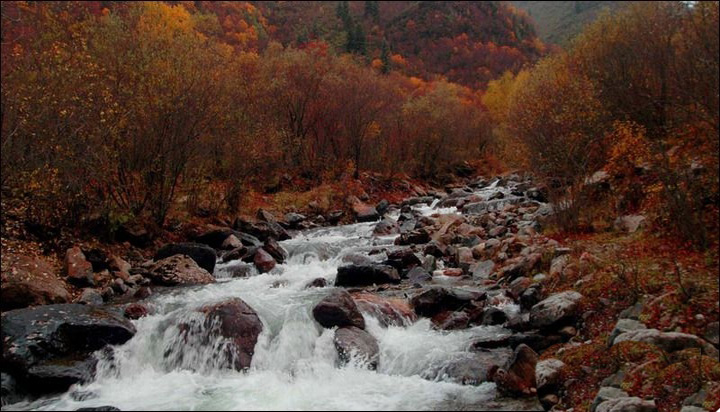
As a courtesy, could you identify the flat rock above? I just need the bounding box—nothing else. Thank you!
[147,255,215,286]
[530,291,582,329]
[333,326,380,370]
[154,242,217,273]
[335,264,400,287]
[0,255,70,310]
[313,290,365,329]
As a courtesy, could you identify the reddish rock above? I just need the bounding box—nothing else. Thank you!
[313,290,365,329]
[352,292,417,326]
[65,246,95,287]
[0,255,70,310]
[147,255,215,286]
[493,344,538,396]
[334,326,380,370]
[253,248,277,273]
[124,303,148,319]
[200,298,263,370]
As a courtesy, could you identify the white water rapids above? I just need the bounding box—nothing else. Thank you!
[8,181,540,410]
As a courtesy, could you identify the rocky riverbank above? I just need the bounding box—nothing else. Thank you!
[2,175,718,412]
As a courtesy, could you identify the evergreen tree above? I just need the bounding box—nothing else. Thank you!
[380,40,390,74]
[365,1,380,21]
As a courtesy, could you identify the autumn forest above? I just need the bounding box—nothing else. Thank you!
[0,1,720,412]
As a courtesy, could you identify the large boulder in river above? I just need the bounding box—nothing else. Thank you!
[1,304,135,395]
[352,201,380,222]
[253,248,277,273]
[146,255,215,286]
[352,292,417,326]
[0,255,70,310]
[335,264,400,287]
[313,290,365,329]
[530,290,582,329]
[65,246,95,287]
[334,326,380,370]
[410,287,486,317]
[200,298,263,370]
[493,344,538,396]
[154,242,217,273]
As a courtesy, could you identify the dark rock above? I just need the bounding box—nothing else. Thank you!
[352,201,380,222]
[116,219,155,248]
[520,286,542,310]
[123,303,148,320]
[407,266,432,284]
[263,239,288,264]
[313,290,365,329]
[253,247,277,273]
[386,249,422,271]
[0,254,70,310]
[395,229,430,245]
[65,246,95,287]
[375,199,390,216]
[432,311,470,330]
[78,288,103,305]
[334,326,380,370]
[535,358,565,396]
[220,235,243,250]
[147,255,215,286]
[200,298,263,370]
[493,345,538,396]
[352,293,417,327]
[410,287,485,317]
[305,278,327,289]
[2,304,135,394]
[421,349,512,385]
[285,213,307,229]
[482,306,507,325]
[335,264,400,287]
[154,243,217,273]
[221,246,248,263]
[530,291,582,328]
[133,286,152,299]
[82,248,110,272]
[257,209,277,223]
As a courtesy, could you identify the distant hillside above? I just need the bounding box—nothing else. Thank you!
[253,1,545,88]
[509,1,626,45]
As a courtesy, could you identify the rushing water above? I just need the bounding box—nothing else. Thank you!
[11,179,540,410]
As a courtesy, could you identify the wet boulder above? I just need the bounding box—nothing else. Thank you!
[253,248,277,273]
[154,242,217,273]
[335,264,400,287]
[194,226,235,249]
[395,229,430,245]
[421,348,512,386]
[200,298,263,370]
[373,217,400,236]
[333,326,380,370]
[313,290,365,329]
[146,255,215,286]
[263,239,288,264]
[0,255,70,310]
[410,287,486,317]
[65,246,95,287]
[530,291,582,329]
[352,201,380,222]
[1,304,135,395]
[493,344,538,396]
[352,293,417,326]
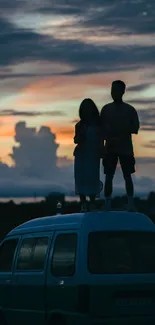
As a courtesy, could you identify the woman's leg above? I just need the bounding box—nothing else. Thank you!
[79,194,87,212]
[89,195,96,211]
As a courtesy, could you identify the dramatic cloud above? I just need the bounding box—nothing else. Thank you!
[0,109,66,117]
[0,0,155,195]
[138,108,155,131]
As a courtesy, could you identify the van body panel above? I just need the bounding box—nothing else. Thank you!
[46,229,80,321]
[0,211,155,325]
[0,236,20,321]
[11,232,53,325]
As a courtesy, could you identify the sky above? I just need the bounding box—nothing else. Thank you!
[0,0,155,196]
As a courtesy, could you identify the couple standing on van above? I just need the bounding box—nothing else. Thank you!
[74,80,139,212]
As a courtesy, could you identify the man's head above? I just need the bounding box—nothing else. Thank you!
[111,80,126,102]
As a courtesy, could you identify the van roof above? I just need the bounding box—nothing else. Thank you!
[8,211,155,236]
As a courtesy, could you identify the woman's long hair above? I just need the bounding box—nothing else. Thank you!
[79,98,100,124]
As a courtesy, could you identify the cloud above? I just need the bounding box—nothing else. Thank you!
[0,7,155,78]
[0,109,66,117]
[143,140,155,149]
[128,83,151,92]
[138,107,155,131]
[128,98,155,105]
[0,121,155,197]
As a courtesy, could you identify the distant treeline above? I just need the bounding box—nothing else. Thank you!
[0,192,155,238]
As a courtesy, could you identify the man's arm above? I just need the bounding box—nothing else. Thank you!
[100,105,106,140]
[74,123,79,144]
[131,107,140,134]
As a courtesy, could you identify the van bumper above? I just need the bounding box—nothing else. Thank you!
[89,315,155,325]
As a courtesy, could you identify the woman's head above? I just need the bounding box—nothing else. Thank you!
[79,98,99,123]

==================================================

### JOB
Reproduce all of the records above verbatim, and leave out the pictures.

### FINISHED ANSWER
As a courtesy, could you identify the flat rock above? I just need the bounding box—nothing else. Thank you!
[147,255,215,286]
[530,291,582,329]
[333,326,380,370]
[154,242,217,273]
[335,264,400,287]
[0,255,70,310]
[313,290,365,329]
As a courtesy, could you identify the reddish rock above? I just need the bounding box—nothing else. Thank you!
[313,290,365,329]
[352,292,417,326]
[65,246,95,287]
[0,255,70,310]
[147,255,215,286]
[493,344,538,396]
[334,326,380,370]
[253,248,277,273]
[124,303,148,319]
[200,298,263,370]
As a courtesy, could you identify the white water rapids above? I just need the bounding box—nothing else. Thank you!
[8,181,540,410]
As a courtesy, could you identify the rocky riverbank above? I just need the bounding box—nothing else. Thank you!
[2,175,718,412]
As a courtesy, could you identify the evergreen tree above? I just need the bounding box—nothing else. Thank you!
[380,40,390,74]
[365,1,380,21]
As a courtesy, could you identify the autumn forest above? I just need the bounding box—nothing else. Thank you!
[0,1,720,412]
As a courtesy, could you identify the large boulder in river above? I just need the bounding box—nothing else. Thank you!
[1,304,135,395]
[352,201,380,222]
[253,248,277,273]
[146,255,215,286]
[352,292,417,326]
[0,255,70,310]
[335,264,400,287]
[313,290,365,329]
[530,290,582,329]
[65,246,95,287]
[334,326,380,370]
[410,287,486,317]
[200,298,263,370]
[493,344,538,396]
[154,242,217,273]
As a courtesy, could you identify the dark rock above? I just need the bounding box—nothing else. Thank you!
[352,201,380,222]
[116,219,155,248]
[520,286,542,310]
[123,303,148,320]
[407,266,432,284]
[263,239,288,264]
[313,290,365,329]
[253,247,277,273]
[386,249,422,271]
[0,254,70,310]
[395,229,430,245]
[65,246,95,287]
[375,199,390,216]
[432,311,470,330]
[78,288,103,305]
[334,326,380,370]
[535,358,565,396]
[220,235,243,250]
[147,255,215,286]
[200,298,263,370]
[493,345,538,396]
[352,293,417,327]
[410,287,485,317]
[305,278,327,289]
[2,304,135,394]
[421,349,512,385]
[285,213,307,229]
[482,306,507,325]
[335,264,400,287]
[154,243,217,273]
[221,246,248,263]
[530,291,582,328]
[133,286,152,299]
[82,248,110,272]
[257,209,277,223]
As a courtesy, could you identify the distant hillside above? I just need the bounding box—nothing else. Thank you!
[253,1,545,88]
[509,1,626,45]
As a courtesy, could you identify the rushing water above? I just need the bounding box—nothing else. Thank you!
[11,179,540,410]
As a courtesy, could you identify the wet boulder above? I just need the bounding box—nothing else. Thank you!
[253,248,277,273]
[154,242,217,273]
[335,264,400,287]
[194,226,235,249]
[395,229,430,245]
[421,348,512,386]
[200,298,263,370]
[373,217,400,236]
[333,326,380,370]
[313,290,365,329]
[146,255,215,286]
[263,239,288,264]
[0,255,70,310]
[410,287,486,317]
[65,246,95,287]
[530,291,582,329]
[352,201,380,222]
[1,304,135,395]
[493,344,538,396]
[352,293,417,326]
As a courtesy, could you identify the woman's leg above? I just need the bounding box—nothing else. Thank you!
[79,194,87,212]
[89,195,96,211]
As a courtesy, could you identify the dramatic cloud above? I just need the bounding box—nothing else. Thank you!
[0,109,66,117]
[0,0,155,195]
[138,108,155,131]
As a courtesy, could you identify the van body panel above? I just need the bounding box—nothing else. Thank you!
[46,229,80,321]
[0,211,155,325]
[0,236,20,321]
[11,232,53,325]
As a courtesy, could you identify the sky above? I just need the bounding box—nothing else. Thank you!
[0,0,155,196]
As a courtesy, could you identify the couple standing on van above? I just need the bounding box—nothing else. Thank you!
[74,80,139,212]
As a courtesy, could you identify the man's head above? I just need the bounding box—nothing else. Thank you!
[111,80,126,102]
As a courtesy, could you identify the van roof above? I just need the bounding box—nothing else. Thank you!
[8,211,155,236]
As a courtesy, could you identify the woman's long hair above? I just need the bounding box—nothing else. Thank you!
[79,98,100,124]
As a courtesy, could you identify the cloud above? I just need the bounding box—nothing else. Thank you!
[0,7,155,78]
[0,109,66,117]
[143,140,155,149]
[128,83,151,92]
[138,107,155,131]
[128,98,155,105]
[0,121,155,197]
As a courtesy, could you identify the distant treeline above? I just need the bounding box—nothing else. Thank you!
[0,192,155,238]
As a courtesy, could you identify the man's arm above? I just need the bounding box—nothing else. Thank you!
[100,105,106,140]
[74,123,79,144]
[131,107,140,134]
As a courtesy, could you identify the van bumper above? I just need the bounding box—nothing else. Thank you!
[89,315,155,325]
As a courtesy, could you identify the woman's head above? I just need the bounding box—nothing else. Thank you!
[79,98,99,123]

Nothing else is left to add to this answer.